Say how many lines of the listing below hold the word "layout". Give only that number.

════

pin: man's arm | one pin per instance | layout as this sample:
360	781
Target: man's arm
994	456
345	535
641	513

════

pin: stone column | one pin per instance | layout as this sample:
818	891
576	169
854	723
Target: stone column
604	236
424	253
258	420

════

→ Expected output
2